-- Text provided --
Getting blood out of me is like getting blood out of a stone. In my experience, blood collection is synonymous with fiasco. Up front, I let the collector know that my veins are difficult, I kindly point out the best vein for blood collection on my right hand, suggest that they will need to use the smallest butterfly needle and that I usually need to run my hands and wrists under warm water for a few minutes to coax my veins to co-operate.
Without fail, blood collectors immediately ignore all I have just said. I may as well be speaking Finnish for all the interest they show. They grab my nearest limb, place a tourniquet on my upper arm, open up a standard needle and syringe and turn to my inside elbow expecting to find a juicy vein big enough to drive a Mack truck through. To their utmost surprise, they are instead confronted with an expanse of skin and no veins to be seen or even palpated. Not to be deterred from their mission of ignoring helpful advice, they proceed to inspect my other inside elbow too. Slowly realising that in fact, I might not be delusional, they deign to inspect my wrists and hands intermittently moving around the tourniquet, turning my hands this way and that to find a vein that pleases them. Long minutes later they come up with the novel suggestion of running my hands under hot water and using that hopeful looking vein on my right hand. When I return from warming my venous system I discover that they have ingeniously thrown the standard needle and syringe away and have opened a butterfly needle.

-- Problem description --
Write the next part of the account of hard-to-find veins during blood collection, picking up right after its final sentence.

-- Dataset records --
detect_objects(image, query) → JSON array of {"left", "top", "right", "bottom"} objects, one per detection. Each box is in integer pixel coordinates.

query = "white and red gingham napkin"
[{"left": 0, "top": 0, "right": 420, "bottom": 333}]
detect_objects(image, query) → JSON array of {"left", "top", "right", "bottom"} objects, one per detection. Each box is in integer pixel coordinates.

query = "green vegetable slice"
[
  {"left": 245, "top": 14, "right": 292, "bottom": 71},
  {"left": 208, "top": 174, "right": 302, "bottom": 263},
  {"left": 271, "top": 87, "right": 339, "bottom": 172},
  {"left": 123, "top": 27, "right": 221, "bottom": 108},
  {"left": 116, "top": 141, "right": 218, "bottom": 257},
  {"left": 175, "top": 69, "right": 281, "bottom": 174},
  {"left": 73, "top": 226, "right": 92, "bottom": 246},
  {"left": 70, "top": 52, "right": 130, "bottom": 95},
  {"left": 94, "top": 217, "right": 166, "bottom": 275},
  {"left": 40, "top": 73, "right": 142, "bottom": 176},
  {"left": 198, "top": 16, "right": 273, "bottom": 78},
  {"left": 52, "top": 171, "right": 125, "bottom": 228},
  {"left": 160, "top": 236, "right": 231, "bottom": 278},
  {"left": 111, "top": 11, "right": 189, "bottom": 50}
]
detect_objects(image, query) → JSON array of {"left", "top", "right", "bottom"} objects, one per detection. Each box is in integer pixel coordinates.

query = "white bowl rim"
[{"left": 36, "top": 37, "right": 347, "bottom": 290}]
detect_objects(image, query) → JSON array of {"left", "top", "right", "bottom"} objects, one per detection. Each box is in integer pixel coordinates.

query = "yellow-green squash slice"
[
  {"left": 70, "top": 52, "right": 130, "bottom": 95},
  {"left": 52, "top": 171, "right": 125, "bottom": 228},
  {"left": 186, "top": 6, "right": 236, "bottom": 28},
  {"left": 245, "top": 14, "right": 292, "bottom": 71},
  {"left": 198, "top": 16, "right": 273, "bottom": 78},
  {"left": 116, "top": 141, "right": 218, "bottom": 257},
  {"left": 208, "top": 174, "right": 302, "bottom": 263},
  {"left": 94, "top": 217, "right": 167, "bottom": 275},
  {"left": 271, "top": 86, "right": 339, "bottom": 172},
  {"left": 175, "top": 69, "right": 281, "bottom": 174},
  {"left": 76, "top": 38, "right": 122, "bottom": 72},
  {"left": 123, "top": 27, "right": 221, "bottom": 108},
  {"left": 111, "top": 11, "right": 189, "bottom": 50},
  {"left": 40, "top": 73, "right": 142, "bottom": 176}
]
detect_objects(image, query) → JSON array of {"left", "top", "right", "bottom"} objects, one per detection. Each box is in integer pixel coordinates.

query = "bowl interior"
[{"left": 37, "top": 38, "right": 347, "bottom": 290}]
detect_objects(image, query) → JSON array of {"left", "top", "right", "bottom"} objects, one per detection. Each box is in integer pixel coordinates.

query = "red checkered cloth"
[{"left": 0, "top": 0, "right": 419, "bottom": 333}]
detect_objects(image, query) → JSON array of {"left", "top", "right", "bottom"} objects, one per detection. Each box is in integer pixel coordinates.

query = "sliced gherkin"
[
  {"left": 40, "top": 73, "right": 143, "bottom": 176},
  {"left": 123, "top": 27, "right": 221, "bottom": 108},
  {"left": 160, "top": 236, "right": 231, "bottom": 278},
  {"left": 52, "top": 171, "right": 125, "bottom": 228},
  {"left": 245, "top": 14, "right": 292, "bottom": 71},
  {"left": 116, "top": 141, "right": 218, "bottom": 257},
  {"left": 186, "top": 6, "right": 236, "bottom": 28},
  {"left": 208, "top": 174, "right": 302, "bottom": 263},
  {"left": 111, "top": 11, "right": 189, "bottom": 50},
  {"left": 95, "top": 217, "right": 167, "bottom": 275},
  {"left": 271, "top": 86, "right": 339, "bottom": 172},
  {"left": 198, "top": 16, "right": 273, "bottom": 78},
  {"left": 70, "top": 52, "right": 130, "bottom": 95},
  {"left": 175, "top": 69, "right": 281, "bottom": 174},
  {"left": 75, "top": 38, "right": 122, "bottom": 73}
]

-- Expected output --
It is tedious trying to break through the ego of blood collectors/leeches/vampires. It is also traumatic when they refuse to listen and end up stabbing me multiple times. This plays out too often for my liking. When I‘m admitted in hospital the absolute best case scenario is a blood test every three days and that is only on the days when hell is frozen over.
Thankfully, I have found the one blood collector in the whole wide world who is the exception to this rule. To my eternal surprise, in our first couple of interactions she not only listened to me but learned. Whenever she sees my name on her list she pops her head in about 10 mins prior to collection with two rubber gloves filled with warm water. I pile on layers of clothes, get under the blankets, apply the mini hot water bottles to my hands and think of hot Hawaii. By the time she comes around my veins have popped out nicely and she’s in an out in a jiffy. She gives me as fantastic an experience as you can possibly ask for when sharp instruments are involved. Miracles DO happen!